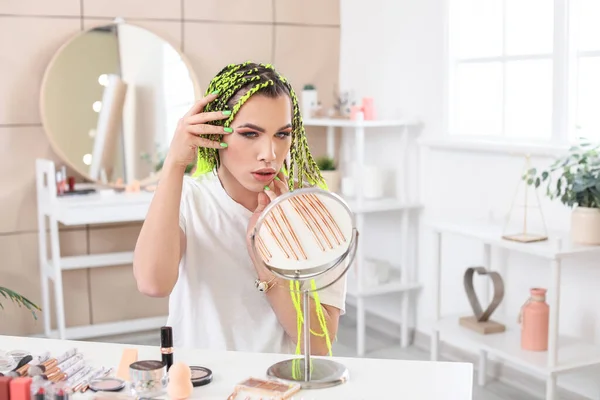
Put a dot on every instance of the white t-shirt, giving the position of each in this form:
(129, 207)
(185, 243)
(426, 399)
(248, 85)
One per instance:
(214, 303)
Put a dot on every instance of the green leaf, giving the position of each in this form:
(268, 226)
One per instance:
(545, 175)
(19, 300)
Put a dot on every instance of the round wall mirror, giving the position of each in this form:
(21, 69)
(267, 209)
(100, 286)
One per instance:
(111, 99)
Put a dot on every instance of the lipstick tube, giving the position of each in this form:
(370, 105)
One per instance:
(166, 345)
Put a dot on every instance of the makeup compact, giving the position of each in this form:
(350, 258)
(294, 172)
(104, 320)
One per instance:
(148, 378)
(107, 384)
(201, 376)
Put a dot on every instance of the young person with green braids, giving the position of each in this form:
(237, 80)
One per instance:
(249, 142)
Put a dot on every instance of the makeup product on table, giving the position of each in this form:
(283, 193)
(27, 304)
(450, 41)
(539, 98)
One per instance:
(201, 376)
(20, 388)
(148, 378)
(5, 387)
(128, 357)
(60, 391)
(166, 345)
(83, 384)
(7, 362)
(255, 389)
(107, 385)
(39, 388)
(180, 381)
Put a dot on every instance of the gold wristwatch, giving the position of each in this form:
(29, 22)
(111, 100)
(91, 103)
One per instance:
(263, 286)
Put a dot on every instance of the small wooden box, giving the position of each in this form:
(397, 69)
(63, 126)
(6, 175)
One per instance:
(484, 328)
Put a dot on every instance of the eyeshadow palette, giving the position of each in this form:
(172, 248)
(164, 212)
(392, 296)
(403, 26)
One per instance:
(201, 376)
(253, 388)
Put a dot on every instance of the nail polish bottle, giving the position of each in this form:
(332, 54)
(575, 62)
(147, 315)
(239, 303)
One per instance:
(60, 187)
(166, 345)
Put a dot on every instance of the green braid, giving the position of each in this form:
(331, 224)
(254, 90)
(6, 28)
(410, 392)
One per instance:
(247, 79)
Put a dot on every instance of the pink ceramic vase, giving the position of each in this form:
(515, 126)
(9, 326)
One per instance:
(535, 315)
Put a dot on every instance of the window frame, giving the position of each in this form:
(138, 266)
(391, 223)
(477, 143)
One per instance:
(564, 79)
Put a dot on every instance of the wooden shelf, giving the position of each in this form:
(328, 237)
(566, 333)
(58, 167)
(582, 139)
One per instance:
(572, 353)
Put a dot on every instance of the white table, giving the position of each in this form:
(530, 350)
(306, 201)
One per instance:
(369, 378)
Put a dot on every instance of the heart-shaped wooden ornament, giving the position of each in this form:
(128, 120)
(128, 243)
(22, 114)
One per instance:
(498, 283)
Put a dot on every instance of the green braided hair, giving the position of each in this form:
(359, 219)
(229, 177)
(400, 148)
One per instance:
(236, 83)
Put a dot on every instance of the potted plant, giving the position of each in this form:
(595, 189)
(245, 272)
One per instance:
(575, 180)
(330, 173)
(21, 301)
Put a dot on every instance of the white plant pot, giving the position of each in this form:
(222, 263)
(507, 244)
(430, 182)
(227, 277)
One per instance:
(585, 226)
(332, 178)
(310, 101)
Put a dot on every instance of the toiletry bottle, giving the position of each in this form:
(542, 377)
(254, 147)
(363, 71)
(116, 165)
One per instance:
(166, 345)
(59, 183)
(534, 319)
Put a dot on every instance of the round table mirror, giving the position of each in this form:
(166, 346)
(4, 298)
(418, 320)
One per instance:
(111, 98)
(308, 236)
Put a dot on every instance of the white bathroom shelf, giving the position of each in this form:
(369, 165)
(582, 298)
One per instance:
(385, 288)
(403, 204)
(81, 210)
(380, 205)
(564, 353)
(347, 123)
(572, 352)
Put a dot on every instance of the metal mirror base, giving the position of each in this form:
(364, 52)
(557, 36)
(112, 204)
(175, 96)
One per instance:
(324, 374)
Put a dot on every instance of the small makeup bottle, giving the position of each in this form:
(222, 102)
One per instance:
(60, 187)
(166, 345)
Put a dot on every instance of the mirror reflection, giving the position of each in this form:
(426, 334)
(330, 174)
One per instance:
(303, 231)
(111, 99)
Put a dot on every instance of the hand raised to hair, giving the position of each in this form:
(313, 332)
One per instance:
(186, 140)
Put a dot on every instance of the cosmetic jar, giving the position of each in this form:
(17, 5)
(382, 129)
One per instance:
(59, 391)
(148, 378)
(7, 362)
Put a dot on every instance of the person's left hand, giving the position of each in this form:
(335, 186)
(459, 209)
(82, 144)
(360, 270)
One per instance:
(278, 187)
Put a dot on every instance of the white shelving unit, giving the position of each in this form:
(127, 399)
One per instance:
(358, 292)
(564, 353)
(82, 210)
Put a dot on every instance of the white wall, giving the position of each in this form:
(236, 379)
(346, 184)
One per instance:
(393, 50)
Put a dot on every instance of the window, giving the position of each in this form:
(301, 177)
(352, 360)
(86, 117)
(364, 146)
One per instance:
(520, 71)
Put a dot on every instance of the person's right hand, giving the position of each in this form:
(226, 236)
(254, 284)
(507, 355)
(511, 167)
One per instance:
(186, 140)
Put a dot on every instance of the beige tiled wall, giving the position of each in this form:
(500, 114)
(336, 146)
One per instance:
(300, 38)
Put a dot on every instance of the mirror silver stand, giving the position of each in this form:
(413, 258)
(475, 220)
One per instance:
(323, 237)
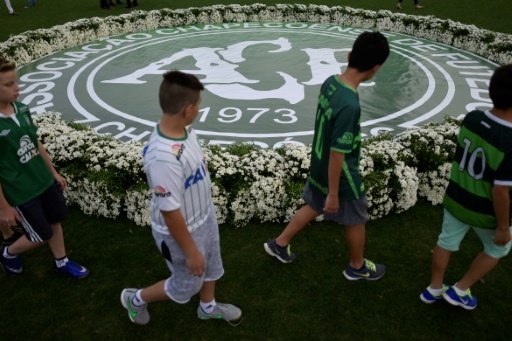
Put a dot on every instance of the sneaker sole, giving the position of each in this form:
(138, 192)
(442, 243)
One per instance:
(270, 252)
(122, 299)
(456, 303)
(10, 271)
(350, 278)
(427, 301)
(67, 274)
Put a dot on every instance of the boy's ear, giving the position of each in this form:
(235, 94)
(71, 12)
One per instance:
(188, 110)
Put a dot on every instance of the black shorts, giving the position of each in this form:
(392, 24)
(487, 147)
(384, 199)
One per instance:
(38, 214)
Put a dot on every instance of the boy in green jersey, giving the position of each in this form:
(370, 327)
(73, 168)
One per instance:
(478, 195)
(334, 187)
(30, 187)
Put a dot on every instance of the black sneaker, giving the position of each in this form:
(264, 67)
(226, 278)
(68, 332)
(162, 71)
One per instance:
(284, 254)
(10, 265)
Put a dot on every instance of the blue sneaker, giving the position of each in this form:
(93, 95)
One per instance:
(370, 271)
(10, 265)
(73, 269)
(467, 301)
(427, 297)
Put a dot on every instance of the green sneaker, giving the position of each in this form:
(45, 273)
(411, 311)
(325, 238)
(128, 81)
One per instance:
(222, 311)
(138, 315)
(370, 271)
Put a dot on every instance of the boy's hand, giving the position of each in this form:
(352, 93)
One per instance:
(332, 204)
(502, 236)
(195, 264)
(8, 216)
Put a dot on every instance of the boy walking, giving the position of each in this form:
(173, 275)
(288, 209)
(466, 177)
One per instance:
(183, 217)
(334, 186)
(478, 195)
(30, 187)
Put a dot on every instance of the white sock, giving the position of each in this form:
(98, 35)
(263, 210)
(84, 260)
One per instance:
(6, 253)
(458, 291)
(137, 299)
(61, 262)
(208, 307)
(435, 292)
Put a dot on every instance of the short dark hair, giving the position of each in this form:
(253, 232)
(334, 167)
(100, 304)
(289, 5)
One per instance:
(500, 87)
(369, 49)
(7, 65)
(178, 89)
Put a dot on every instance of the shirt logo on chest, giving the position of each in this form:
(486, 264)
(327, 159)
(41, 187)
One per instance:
(27, 149)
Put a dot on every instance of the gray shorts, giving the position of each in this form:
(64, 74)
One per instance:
(351, 212)
(182, 285)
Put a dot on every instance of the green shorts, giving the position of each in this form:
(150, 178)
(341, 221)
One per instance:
(454, 230)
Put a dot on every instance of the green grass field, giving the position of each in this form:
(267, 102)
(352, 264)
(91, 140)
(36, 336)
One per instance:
(306, 300)
(493, 15)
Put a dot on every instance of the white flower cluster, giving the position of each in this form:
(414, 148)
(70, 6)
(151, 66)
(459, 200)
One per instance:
(106, 177)
(31, 45)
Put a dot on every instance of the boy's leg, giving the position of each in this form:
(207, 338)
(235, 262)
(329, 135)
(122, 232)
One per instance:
(355, 236)
(56, 242)
(207, 293)
(452, 233)
(480, 266)
(210, 309)
(440, 261)
(280, 247)
(359, 267)
(154, 293)
(301, 218)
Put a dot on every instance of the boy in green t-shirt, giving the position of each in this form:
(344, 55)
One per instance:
(478, 195)
(30, 187)
(334, 187)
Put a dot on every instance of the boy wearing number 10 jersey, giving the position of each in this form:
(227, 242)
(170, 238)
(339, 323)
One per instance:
(478, 195)
(334, 187)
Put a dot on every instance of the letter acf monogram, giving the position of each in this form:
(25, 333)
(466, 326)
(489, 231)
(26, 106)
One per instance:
(219, 65)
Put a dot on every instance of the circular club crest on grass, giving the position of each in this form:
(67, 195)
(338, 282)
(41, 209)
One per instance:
(261, 80)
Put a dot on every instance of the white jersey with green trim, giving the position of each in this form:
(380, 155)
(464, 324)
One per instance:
(178, 178)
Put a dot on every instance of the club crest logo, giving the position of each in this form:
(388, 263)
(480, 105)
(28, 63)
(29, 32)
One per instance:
(161, 192)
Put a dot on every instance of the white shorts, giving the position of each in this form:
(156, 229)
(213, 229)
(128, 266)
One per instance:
(182, 285)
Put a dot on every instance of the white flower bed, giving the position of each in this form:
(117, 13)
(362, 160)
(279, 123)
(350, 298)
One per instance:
(106, 175)
(31, 45)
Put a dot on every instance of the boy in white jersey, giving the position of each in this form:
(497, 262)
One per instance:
(183, 217)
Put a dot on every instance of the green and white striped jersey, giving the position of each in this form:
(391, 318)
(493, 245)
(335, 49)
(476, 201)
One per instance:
(337, 128)
(23, 173)
(483, 159)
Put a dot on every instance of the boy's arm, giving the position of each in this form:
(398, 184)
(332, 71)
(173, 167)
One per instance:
(8, 215)
(501, 203)
(60, 179)
(334, 173)
(179, 231)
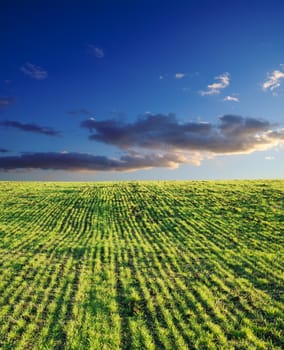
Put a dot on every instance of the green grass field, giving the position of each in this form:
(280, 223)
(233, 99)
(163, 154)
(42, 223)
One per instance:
(142, 265)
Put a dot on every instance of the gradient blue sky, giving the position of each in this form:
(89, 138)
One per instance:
(116, 90)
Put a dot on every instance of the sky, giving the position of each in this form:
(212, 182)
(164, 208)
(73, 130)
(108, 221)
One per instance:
(141, 90)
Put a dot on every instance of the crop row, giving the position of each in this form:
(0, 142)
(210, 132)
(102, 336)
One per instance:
(142, 265)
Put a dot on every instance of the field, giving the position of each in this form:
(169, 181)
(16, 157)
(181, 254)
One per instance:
(142, 265)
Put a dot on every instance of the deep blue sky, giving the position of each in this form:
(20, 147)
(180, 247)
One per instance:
(167, 89)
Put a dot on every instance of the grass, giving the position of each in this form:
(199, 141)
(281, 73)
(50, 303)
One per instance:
(142, 265)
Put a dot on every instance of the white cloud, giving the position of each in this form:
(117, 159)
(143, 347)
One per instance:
(34, 71)
(273, 80)
(215, 88)
(179, 75)
(231, 98)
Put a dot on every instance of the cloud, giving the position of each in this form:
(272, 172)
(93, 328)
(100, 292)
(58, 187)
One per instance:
(273, 80)
(79, 112)
(179, 75)
(231, 98)
(232, 135)
(30, 127)
(215, 88)
(87, 162)
(5, 101)
(97, 51)
(34, 71)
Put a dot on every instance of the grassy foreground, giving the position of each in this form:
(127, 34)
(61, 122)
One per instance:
(142, 265)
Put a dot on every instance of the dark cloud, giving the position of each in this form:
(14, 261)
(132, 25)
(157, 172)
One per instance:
(6, 101)
(34, 71)
(233, 134)
(87, 162)
(30, 127)
(79, 112)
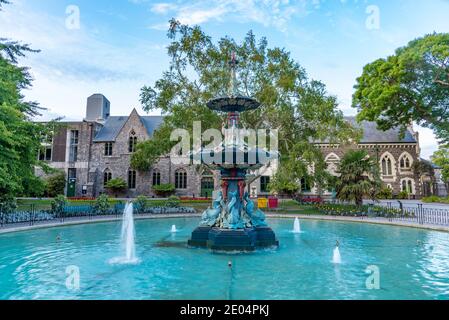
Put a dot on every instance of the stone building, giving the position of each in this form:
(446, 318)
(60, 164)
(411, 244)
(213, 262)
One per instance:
(99, 148)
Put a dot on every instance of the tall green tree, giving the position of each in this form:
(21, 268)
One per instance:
(300, 108)
(441, 159)
(359, 177)
(20, 138)
(411, 85)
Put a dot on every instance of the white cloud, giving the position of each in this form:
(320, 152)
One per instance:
(73, 64)
(269, 13)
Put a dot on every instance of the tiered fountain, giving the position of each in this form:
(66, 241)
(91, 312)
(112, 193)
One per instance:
(233, 223)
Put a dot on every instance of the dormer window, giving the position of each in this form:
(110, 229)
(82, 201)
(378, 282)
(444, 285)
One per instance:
(108, 149)
(132, 144)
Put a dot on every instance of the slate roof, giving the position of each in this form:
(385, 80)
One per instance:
(371, 134)
(113, 125)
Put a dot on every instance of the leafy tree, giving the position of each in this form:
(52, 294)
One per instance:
(441, 159)
(101, 205)
(164, 190)
(173, 202)
(56, 184)
(141, 203)
(411, 85)
(58, 204)
(301, 108)
(359, 177)
(116, 186)
(20, 138)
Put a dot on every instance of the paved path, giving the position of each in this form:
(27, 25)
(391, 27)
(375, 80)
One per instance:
(411, 204)
(86, 220)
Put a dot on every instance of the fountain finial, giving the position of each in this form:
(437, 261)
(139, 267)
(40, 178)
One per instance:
(233, 91)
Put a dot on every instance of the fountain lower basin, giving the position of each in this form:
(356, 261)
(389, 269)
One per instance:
(248, 239)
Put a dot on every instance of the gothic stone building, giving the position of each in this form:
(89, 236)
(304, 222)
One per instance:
(99, 148)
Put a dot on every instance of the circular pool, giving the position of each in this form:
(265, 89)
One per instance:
(42, 264)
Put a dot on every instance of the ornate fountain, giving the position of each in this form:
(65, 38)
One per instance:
(233, 223)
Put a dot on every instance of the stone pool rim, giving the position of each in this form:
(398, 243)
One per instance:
(336, 219)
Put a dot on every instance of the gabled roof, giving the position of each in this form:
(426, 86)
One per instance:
(371, 134)
(113, 126)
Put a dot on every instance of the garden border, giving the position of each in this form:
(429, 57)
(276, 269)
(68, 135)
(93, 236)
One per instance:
(105, 219)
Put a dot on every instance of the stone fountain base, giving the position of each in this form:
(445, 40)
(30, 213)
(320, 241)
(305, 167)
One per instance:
(233, 240)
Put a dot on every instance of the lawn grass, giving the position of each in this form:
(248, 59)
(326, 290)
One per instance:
(285, 206)
(45, 204)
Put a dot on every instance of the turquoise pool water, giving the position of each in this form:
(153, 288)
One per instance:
(413, 264)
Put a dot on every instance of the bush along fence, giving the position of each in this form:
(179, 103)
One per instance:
(418, 214)
(31, 215)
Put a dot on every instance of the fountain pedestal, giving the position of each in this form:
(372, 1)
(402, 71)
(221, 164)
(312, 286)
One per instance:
(248, 239)
(233, 223)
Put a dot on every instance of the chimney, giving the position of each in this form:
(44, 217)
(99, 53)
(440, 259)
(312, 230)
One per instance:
(98, 108)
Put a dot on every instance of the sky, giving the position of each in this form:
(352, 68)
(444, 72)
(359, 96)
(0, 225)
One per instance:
(117, 47)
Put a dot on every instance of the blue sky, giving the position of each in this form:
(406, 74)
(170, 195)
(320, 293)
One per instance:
(120, 45)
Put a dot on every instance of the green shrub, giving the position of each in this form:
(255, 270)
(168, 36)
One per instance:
(141, 203)
(58, 204)
(8, 204)
(173, 202)
(116, 186)
(403, 195)
(56, 184)
(164, 190)
(385, 194)
(101, 205)
(435, 199)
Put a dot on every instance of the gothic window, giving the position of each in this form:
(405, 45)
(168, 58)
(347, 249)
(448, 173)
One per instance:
(305, 185)
(107, 176)
(387, 166)
(408, 186)
(132, 178)
(108, 149)
(264, 181)
(74, 139)
(132, 144)
(405, 162)
(156, 178)
(181, 179)
(45, 153)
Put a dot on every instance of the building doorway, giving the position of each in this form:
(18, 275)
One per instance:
(207, 187)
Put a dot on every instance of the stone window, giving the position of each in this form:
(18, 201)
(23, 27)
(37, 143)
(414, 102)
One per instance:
(181, 179)
(74, 140)
(264, 181)
(132, 144)
(108, 149)
(107, 176)
(156, 178)
(305, 185)
(132, 178)
(387, 166)
(405, 162)
(45, 153)
(408, 186)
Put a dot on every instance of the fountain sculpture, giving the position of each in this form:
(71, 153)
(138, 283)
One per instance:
(233, 223)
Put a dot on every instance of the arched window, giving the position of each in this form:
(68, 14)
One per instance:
(132, 144)
(181, 179)
(107, 175)
(408, 186)
(156, 178)
(387, 166)
(405, 162)
(132, 178)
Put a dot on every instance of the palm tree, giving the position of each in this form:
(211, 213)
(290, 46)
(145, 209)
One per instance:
(359, 177)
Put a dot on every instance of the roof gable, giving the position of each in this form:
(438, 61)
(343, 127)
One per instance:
(114, 125)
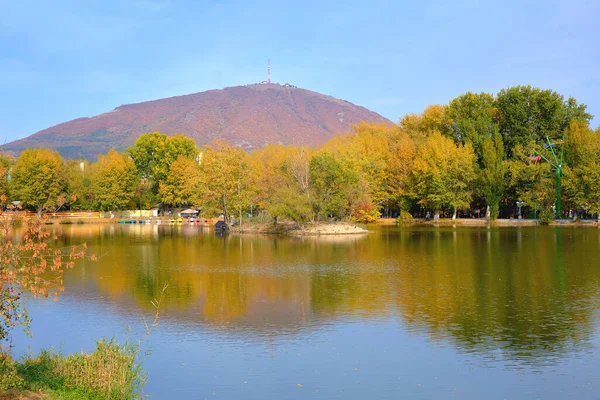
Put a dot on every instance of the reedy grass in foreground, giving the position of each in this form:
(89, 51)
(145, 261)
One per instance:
(112, 371)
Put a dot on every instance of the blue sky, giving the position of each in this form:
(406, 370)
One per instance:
(64, 59)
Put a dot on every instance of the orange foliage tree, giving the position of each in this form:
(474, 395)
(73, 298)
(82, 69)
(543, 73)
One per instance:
(29, 262)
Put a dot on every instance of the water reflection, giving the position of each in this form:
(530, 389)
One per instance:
(523, 294)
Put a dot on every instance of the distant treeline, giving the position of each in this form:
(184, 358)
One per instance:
(478, 151)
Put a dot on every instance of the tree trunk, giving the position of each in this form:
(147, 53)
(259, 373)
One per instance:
(225, 216)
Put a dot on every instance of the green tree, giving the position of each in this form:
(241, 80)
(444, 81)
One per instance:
(443, 174)
(153, 154)
(78, 184)
(529, 180)
(472, 119)
(6, 163)
(331, 185)
(182, 185)
(114, 181)
(38, 179)
(432, 119)
(529, 114)
(492, 176)
(582, 171)
(224, 179)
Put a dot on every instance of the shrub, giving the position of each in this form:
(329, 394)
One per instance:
(111, 371)
(546, 216)
(366, 213)
(9, 378)
(405, 217)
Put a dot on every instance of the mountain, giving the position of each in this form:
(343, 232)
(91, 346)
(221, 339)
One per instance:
(249, 116)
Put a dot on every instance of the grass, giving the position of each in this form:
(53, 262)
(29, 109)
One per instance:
(111, 371)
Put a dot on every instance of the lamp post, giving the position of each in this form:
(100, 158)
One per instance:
(519, 205)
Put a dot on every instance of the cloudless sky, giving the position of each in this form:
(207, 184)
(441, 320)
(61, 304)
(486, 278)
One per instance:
(65, 59)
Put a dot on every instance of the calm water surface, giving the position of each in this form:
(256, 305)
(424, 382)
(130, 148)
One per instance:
(416, 313)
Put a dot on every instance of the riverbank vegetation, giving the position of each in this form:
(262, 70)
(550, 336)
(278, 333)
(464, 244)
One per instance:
(478, 155)
(111, 371)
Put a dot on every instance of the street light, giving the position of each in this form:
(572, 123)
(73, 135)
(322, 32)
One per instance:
(519, 205)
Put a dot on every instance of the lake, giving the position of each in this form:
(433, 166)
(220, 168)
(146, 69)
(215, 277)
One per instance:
(409, 312)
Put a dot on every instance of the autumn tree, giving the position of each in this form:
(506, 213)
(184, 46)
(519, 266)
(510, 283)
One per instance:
(282, 179)
(30, 263)
(443, 174)
(182, 184)
(78, 189)
(582, 171)
(38, 180)
(224, 178)
(331, 185)
(114, 180)
(432, 119)
(153, 154)
(530, 180)
(6, 163)
(492, 177)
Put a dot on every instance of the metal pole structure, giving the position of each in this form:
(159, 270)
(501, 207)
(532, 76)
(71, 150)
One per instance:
(558, 167)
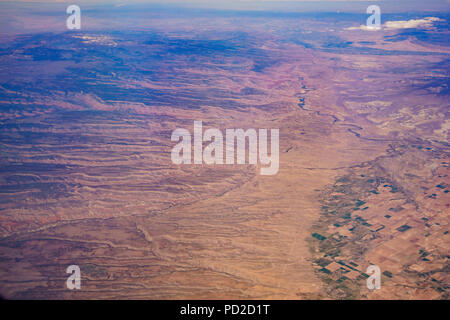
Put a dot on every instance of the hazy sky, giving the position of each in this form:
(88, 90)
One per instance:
(283, 5)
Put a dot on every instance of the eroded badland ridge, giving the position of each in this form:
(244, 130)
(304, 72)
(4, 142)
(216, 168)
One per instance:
(87, 178)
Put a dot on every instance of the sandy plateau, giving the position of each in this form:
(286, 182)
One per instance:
(87, 179)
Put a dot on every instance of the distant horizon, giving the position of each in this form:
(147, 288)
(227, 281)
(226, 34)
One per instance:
(353, 6)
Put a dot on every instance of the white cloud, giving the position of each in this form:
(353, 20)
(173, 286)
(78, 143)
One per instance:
(401, 24)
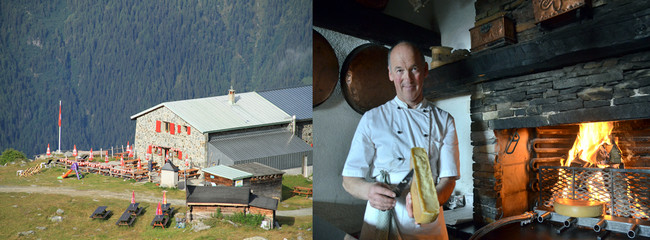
________________
**DIRECTIONS FOR THIS TASK**. Which of the lines above include the string "foreground"? Pick them out and copy them.

**ANSWER TO THIS TASK**.
Put a dot on every instance of the grassy foreground, giving the position of each in this form:
Put a dot on every instance of the reedy grass in foreground, giving the position of each in this form:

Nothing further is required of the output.